O que fazer
• 1. Reproduza o trecho do texto sobre as tomadas de posse insólitas entre "Os momentos insólitos" e "a cerimónia prosseguiu.", inclusive.
• 2. Escreva a parte seguinte do texto sobre as tomadas de posse dos presidentes dos EUA, a partir do ponto em que ele termina.

Texto fornecido

--------------------

Os momentos insólitos da tomada de posse
Apesar da sua importância e grande dimensão, foram várias as tomadas de posse que não correram exatamente como planeado. Foi na primeira Inauguration da história dos EUA, de George Washington, que começaram os problemas técnicos. Eleito no dia 9 de janeiro de 1789, o primeiro presidente dos EUA teve de esperar 57 dias pela sua tomada de posse – apesar de ter sido eleito por unanimidade no Colégio Eleitoral, o Congresso não conseguia atingir o quórum necessário para aprovar os seus resultados eleitorais. Quando os resultados foram finalmente aprovados e Washington foi fazer o juramento solene no dia 30 de abril, em Nova Iorque, os organizadores descobriram que… não tinha uma Bíblia na mão. Rapidamente pediram uma emprestada a uma loja maçónica nos arredores e a cerimónia prosseguiu.

--------------------

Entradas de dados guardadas
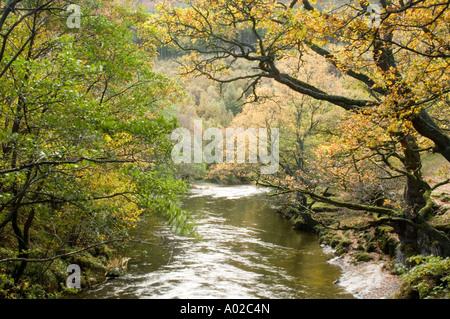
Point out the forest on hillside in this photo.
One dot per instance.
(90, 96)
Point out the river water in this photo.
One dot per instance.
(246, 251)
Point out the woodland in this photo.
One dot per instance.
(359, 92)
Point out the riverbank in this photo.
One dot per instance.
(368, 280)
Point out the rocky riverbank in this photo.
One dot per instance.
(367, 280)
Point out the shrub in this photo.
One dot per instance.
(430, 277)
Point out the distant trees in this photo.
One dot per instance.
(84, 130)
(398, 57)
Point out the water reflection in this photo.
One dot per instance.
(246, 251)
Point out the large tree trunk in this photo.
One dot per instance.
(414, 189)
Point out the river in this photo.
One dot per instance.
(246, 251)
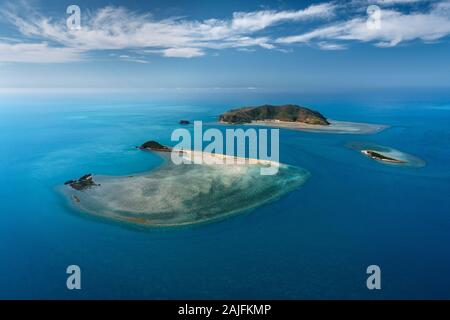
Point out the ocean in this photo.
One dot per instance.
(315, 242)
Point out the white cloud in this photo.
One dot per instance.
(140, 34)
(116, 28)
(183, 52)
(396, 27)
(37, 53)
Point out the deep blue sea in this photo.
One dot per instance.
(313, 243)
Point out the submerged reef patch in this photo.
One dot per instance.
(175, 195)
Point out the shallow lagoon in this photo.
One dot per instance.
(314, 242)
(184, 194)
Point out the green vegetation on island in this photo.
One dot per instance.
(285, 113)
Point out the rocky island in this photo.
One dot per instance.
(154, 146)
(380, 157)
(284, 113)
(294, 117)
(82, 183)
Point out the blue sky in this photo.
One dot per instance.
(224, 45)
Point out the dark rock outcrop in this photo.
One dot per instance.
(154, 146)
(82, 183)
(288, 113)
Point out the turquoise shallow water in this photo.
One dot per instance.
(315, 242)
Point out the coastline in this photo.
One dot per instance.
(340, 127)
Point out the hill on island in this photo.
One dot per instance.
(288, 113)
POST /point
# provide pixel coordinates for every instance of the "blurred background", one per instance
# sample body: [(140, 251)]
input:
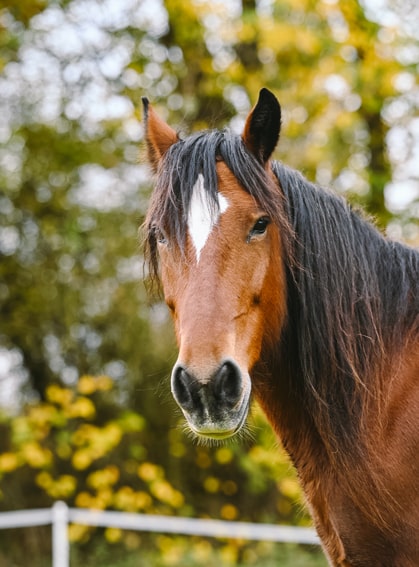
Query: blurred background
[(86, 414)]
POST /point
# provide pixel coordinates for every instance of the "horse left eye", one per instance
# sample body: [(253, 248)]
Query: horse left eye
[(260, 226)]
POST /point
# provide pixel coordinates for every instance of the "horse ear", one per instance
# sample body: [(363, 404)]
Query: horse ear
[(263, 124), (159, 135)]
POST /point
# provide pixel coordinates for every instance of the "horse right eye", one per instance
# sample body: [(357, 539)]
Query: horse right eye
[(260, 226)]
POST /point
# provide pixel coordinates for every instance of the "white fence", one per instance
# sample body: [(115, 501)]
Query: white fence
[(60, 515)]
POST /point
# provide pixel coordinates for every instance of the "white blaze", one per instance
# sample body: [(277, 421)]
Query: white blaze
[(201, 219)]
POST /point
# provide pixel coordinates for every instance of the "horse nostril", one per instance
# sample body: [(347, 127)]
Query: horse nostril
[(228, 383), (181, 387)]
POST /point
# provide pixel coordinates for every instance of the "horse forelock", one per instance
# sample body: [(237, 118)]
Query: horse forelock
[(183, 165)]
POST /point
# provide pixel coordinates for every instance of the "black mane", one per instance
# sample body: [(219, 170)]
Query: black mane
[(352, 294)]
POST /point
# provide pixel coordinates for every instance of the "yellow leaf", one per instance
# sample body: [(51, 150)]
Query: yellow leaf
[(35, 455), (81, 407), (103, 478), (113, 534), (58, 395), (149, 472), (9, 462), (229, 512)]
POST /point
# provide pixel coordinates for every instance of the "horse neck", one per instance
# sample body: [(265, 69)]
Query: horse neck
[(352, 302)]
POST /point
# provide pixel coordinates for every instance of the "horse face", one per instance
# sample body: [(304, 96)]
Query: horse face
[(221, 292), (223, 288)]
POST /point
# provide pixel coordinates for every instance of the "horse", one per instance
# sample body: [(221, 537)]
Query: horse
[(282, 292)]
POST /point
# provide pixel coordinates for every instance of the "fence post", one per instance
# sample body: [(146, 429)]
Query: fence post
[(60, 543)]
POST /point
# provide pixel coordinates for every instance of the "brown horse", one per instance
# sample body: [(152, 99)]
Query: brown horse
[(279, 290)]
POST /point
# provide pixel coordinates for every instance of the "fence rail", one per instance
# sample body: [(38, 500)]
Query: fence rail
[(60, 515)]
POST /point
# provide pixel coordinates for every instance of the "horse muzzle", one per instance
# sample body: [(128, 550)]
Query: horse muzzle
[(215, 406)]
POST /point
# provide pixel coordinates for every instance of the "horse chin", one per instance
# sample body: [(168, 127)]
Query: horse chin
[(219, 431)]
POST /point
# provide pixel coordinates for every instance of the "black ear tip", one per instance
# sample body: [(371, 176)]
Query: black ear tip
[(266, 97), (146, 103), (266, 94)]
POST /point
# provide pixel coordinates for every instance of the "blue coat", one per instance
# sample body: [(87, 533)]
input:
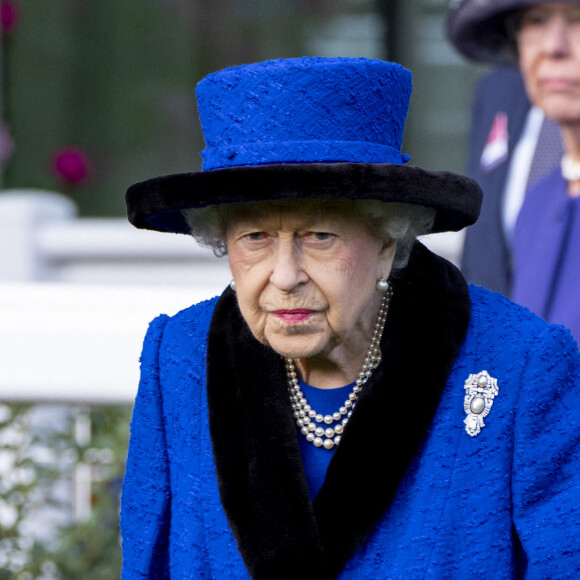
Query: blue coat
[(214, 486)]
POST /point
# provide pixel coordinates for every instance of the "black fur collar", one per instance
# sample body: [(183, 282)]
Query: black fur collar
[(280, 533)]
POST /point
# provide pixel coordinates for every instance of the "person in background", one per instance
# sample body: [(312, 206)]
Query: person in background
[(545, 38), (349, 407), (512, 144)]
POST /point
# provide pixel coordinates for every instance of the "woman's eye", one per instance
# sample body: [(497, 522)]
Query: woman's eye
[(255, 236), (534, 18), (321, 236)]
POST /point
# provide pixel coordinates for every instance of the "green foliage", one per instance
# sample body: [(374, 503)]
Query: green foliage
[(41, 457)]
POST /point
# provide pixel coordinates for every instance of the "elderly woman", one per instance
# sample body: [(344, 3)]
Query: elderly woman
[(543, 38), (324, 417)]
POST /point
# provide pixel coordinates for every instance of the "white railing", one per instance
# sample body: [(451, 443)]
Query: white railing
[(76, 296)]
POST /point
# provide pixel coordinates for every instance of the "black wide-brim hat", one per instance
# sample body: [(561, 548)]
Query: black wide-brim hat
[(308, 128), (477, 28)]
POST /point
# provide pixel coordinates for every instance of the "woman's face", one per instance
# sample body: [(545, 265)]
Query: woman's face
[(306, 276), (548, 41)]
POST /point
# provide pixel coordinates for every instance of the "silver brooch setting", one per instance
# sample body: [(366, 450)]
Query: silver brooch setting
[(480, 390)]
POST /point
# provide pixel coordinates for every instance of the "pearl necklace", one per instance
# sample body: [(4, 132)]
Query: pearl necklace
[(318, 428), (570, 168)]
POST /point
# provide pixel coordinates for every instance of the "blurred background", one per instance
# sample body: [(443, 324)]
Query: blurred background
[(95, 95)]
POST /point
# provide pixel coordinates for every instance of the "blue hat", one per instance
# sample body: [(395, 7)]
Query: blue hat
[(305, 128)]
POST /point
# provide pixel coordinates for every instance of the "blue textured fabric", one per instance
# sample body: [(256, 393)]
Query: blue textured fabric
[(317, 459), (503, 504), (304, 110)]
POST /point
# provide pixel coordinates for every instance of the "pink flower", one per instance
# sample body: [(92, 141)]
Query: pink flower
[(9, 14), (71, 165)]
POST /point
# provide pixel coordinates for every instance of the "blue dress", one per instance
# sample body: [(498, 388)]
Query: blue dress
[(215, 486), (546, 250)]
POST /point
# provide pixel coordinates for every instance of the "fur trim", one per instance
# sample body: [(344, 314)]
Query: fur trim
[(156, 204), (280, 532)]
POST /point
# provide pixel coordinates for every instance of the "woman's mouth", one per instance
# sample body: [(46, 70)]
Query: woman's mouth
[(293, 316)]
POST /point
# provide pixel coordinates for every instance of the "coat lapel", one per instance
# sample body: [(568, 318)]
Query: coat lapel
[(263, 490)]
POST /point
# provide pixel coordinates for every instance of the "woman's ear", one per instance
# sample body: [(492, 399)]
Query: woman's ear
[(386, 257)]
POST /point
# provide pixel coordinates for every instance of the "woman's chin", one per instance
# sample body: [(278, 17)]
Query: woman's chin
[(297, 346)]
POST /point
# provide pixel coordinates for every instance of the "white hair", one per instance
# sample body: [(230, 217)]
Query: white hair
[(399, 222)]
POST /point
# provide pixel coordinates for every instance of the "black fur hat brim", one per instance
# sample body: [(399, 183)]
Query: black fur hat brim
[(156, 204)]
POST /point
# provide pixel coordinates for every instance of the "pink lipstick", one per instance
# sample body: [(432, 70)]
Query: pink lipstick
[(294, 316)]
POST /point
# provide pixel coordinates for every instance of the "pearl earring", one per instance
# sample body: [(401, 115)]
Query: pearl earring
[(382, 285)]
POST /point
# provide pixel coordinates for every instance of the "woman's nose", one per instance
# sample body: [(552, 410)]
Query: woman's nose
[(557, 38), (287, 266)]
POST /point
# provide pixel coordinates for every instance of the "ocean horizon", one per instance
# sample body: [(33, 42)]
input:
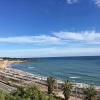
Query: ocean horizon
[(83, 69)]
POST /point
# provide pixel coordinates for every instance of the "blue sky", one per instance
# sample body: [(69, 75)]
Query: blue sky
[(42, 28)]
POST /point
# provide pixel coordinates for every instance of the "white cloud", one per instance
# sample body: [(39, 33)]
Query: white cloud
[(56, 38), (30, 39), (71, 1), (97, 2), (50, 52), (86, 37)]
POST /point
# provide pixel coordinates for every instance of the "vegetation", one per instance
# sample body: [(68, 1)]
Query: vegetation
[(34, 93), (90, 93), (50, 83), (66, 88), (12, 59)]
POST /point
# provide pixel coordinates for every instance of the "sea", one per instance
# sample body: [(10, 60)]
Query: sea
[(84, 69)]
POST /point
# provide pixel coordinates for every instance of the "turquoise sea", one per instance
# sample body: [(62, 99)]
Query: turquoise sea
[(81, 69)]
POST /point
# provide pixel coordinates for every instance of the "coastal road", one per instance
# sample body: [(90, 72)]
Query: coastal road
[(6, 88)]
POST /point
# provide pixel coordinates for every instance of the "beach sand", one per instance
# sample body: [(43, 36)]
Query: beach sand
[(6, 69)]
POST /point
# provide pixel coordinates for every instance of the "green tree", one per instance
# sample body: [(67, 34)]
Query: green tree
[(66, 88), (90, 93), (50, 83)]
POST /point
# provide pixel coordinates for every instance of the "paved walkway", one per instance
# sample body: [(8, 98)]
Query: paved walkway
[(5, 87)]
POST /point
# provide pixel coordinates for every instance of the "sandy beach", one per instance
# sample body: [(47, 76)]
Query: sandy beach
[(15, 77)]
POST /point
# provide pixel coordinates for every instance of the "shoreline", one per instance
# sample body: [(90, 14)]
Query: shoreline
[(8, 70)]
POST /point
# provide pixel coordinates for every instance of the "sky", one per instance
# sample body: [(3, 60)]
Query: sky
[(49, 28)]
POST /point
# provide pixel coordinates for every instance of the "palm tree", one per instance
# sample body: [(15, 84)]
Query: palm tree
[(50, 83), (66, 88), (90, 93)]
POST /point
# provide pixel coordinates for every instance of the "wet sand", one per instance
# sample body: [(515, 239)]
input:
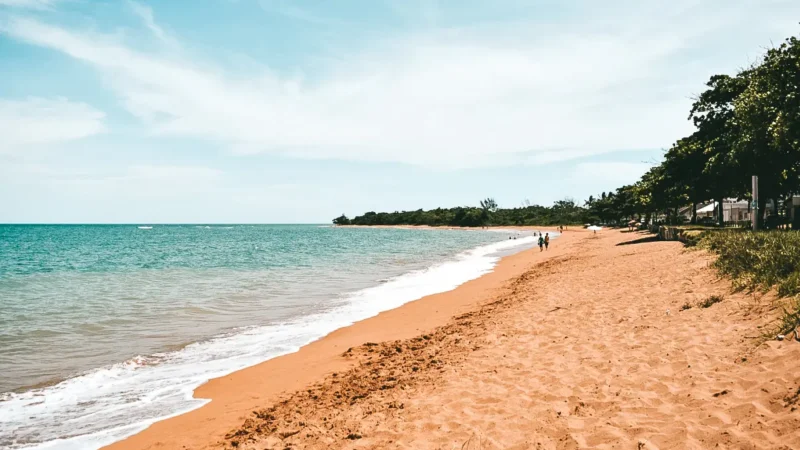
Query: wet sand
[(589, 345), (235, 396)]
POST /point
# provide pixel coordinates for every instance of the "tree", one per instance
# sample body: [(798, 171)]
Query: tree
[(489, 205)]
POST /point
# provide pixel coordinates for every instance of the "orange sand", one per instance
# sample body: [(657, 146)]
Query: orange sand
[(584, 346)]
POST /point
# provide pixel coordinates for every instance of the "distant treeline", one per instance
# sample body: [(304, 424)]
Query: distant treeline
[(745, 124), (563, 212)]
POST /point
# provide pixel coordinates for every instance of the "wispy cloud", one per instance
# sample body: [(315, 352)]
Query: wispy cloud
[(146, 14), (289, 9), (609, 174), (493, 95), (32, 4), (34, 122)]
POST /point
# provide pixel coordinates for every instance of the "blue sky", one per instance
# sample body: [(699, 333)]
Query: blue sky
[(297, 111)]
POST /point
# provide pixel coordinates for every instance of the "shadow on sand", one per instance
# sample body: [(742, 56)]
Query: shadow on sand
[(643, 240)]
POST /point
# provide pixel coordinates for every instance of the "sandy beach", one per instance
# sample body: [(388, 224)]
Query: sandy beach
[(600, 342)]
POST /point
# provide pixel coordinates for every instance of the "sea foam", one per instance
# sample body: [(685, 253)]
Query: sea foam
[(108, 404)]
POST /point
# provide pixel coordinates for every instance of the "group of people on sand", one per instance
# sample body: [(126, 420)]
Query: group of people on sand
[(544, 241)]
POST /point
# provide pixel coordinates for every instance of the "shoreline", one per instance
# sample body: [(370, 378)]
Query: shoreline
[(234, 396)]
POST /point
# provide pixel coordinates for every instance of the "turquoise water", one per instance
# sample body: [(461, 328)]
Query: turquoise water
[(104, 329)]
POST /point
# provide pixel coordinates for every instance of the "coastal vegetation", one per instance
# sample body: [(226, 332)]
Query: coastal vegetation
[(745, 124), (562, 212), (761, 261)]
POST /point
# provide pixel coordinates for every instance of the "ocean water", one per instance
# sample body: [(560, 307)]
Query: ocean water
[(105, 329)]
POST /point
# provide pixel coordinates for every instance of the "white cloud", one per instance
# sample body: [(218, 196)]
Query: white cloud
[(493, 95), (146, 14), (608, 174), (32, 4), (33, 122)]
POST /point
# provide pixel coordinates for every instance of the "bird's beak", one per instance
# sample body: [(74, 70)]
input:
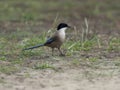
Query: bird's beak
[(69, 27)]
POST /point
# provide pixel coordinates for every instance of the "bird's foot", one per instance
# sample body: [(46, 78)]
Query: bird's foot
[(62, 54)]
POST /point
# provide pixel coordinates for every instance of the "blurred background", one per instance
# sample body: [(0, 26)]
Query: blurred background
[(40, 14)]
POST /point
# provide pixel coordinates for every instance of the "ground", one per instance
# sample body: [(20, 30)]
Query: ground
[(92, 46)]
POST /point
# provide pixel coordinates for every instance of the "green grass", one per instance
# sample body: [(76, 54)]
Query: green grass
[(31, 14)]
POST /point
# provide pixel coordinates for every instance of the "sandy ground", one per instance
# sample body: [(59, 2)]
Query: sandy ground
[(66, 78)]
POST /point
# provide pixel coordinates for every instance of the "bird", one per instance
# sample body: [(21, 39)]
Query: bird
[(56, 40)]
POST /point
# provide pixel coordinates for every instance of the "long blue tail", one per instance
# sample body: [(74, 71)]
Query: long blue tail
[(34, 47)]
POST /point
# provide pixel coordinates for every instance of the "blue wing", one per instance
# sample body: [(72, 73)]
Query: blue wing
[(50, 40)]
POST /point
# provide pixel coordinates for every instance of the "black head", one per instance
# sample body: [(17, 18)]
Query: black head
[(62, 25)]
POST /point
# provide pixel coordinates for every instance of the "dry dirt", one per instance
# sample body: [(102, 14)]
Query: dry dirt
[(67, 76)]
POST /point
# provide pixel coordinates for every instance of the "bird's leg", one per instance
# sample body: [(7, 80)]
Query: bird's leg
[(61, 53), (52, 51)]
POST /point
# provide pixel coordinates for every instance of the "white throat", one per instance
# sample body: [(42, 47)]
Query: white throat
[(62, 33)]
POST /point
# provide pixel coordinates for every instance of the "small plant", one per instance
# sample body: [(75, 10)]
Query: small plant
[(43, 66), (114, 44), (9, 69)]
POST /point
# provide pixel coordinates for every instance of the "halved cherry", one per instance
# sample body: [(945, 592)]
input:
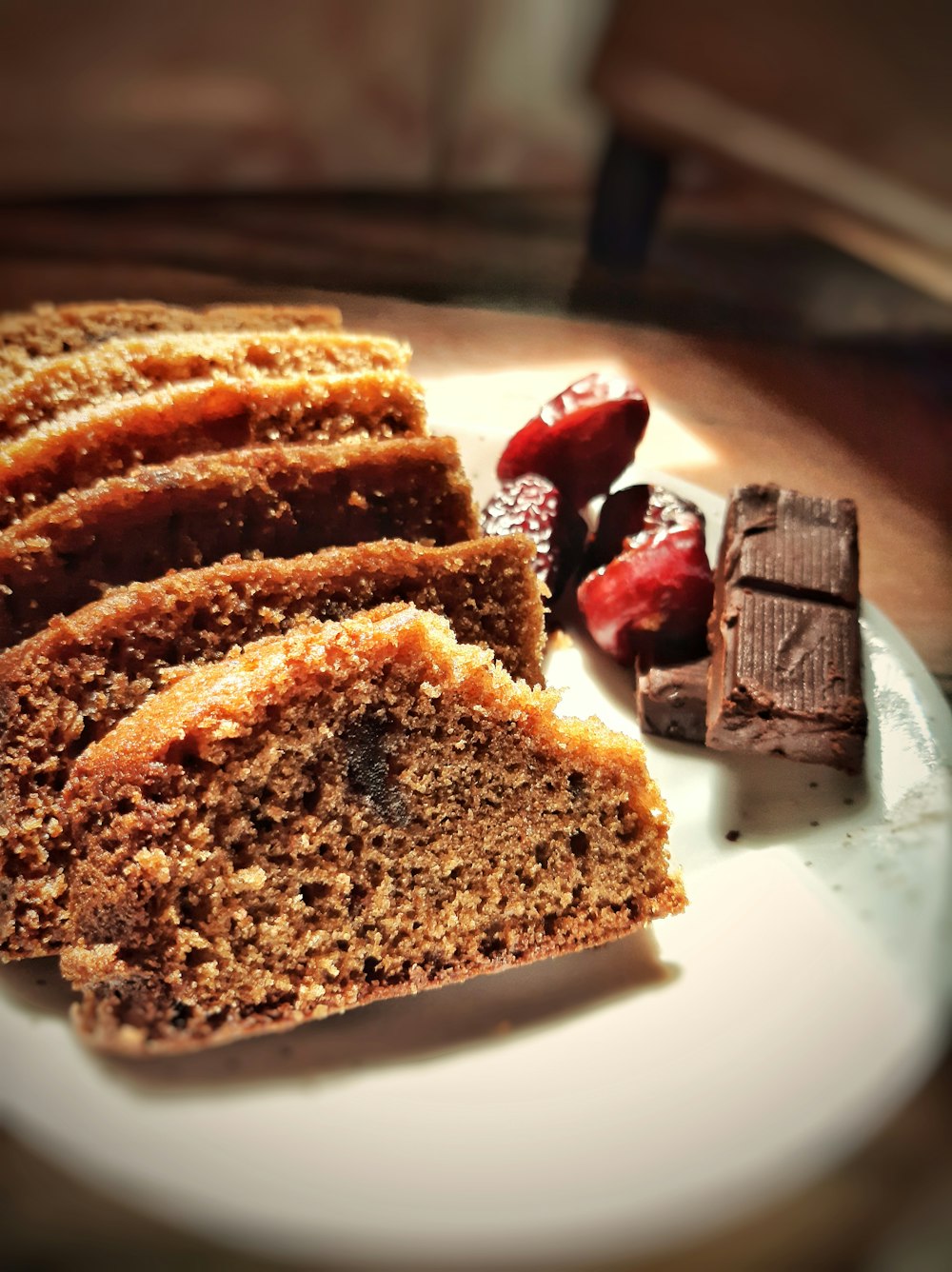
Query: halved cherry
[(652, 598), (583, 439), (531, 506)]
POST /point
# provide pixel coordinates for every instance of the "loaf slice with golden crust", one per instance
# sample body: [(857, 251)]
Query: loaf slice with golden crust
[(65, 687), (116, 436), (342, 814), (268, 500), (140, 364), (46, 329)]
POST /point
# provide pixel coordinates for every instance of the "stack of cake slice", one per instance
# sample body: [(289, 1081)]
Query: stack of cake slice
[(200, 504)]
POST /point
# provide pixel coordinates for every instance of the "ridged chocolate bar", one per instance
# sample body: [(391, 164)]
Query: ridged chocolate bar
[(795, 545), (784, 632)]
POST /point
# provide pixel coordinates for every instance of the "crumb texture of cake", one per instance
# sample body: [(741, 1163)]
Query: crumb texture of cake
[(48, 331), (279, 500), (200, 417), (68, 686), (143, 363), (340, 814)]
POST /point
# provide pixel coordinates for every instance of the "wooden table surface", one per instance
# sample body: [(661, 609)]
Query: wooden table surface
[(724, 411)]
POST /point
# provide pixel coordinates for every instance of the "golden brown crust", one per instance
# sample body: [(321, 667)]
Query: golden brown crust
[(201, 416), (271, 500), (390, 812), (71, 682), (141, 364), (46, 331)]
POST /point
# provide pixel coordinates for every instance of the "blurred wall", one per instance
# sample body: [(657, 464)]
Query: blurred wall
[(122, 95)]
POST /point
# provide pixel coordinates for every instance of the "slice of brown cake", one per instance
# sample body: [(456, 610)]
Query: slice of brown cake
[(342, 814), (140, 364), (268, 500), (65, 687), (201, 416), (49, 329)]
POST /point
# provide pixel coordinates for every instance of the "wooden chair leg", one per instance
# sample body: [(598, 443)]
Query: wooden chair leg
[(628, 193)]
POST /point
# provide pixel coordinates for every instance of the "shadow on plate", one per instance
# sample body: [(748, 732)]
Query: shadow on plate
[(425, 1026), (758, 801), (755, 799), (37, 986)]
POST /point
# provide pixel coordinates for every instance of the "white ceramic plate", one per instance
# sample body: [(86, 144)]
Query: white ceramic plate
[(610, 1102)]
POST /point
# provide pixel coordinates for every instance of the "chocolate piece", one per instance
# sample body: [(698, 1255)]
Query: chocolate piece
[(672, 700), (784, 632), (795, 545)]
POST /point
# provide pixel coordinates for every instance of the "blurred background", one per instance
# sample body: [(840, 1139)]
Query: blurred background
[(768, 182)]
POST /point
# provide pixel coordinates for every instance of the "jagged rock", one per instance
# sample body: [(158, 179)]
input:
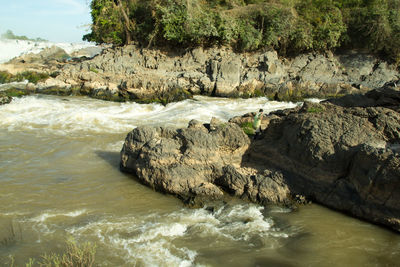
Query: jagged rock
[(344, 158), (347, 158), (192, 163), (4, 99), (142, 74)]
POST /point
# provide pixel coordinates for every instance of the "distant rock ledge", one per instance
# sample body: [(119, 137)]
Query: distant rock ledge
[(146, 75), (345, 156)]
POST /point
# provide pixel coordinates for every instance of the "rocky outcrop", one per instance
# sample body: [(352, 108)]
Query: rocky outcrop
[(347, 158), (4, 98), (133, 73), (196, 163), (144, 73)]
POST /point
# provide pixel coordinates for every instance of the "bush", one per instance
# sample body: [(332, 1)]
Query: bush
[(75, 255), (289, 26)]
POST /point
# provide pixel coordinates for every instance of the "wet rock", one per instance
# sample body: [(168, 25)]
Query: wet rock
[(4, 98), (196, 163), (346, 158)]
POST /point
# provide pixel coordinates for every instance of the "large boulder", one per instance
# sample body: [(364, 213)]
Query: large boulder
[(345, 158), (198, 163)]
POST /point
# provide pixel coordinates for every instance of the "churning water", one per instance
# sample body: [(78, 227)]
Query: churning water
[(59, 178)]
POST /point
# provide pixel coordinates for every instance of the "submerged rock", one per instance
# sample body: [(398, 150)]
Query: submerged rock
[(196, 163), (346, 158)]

--------------------

Respostas
• 1.
Os momentos insólitos da tomada de posse
Apesar da sua importância e grande dimensão, foram várias as tomadas de posse que não correram exatamente como planeado. Foi na primeira Inauguration da história dos EUA, de George Washington, que começaram os problemas técnicos. Eleito no dia 9 de janeiro de 1789, o primeiro presidente dos EUA teve de esperar 57 dias pela sua tomada de posse – apesar de ter sido eleito por unanimidade no Colégio Eleitoral, o Congresso não conseguia atingir o quórum necessário para aprovar os seus resultados eleitorais. Quando os resultados foram finalmente aprovados e Washington foi fazer o juramento solene no dia 30 de abril, em Nova Iorque, os organizadores descobriram que… não tinha uma Bíblia na mão. Rapidamente pediram uma emprestada a uma loja maçónica nos arredores e a cerimónia prosseguiu.

• 2.
Passados 30 anos, a tomada de posse de Andrew Jackson, que atraiu uma multidão de 20 mil apoiantes para celebrar o seu juramento na Casa Branca, foi palco de um momento ainda mais insólito. Tudo corria bem – até que uma rixa se desencadeou no meio dos espetadores, com mobília destruída e vidros partidos. O novo presidente foi obrigado a saltar de uma janela para fugir do caos.
Também a segunda tomada de posse de Abraham Lincoln, em 1865, não correu às mil maravilhas. Apesar de não se registar qualquer violência na cerimónia, num momento em que os EUA ainda estavam em guerra civil, a atenção virou-se para o seu vice-presidente Andrew Johnson. Depois de ter tomado alguns whiskeys “medicinais” para se calmar, Johnson aparentava estar altamente embriagado quando fez o seu juramento – a que Lincoln assistiu visivelmente embaraçado. Passado um mês, Johnson viria a fazer o juramente novamente, mas desta vez como presidente dos EUA, face ao homicídio de Lincoln no Teatro Ford.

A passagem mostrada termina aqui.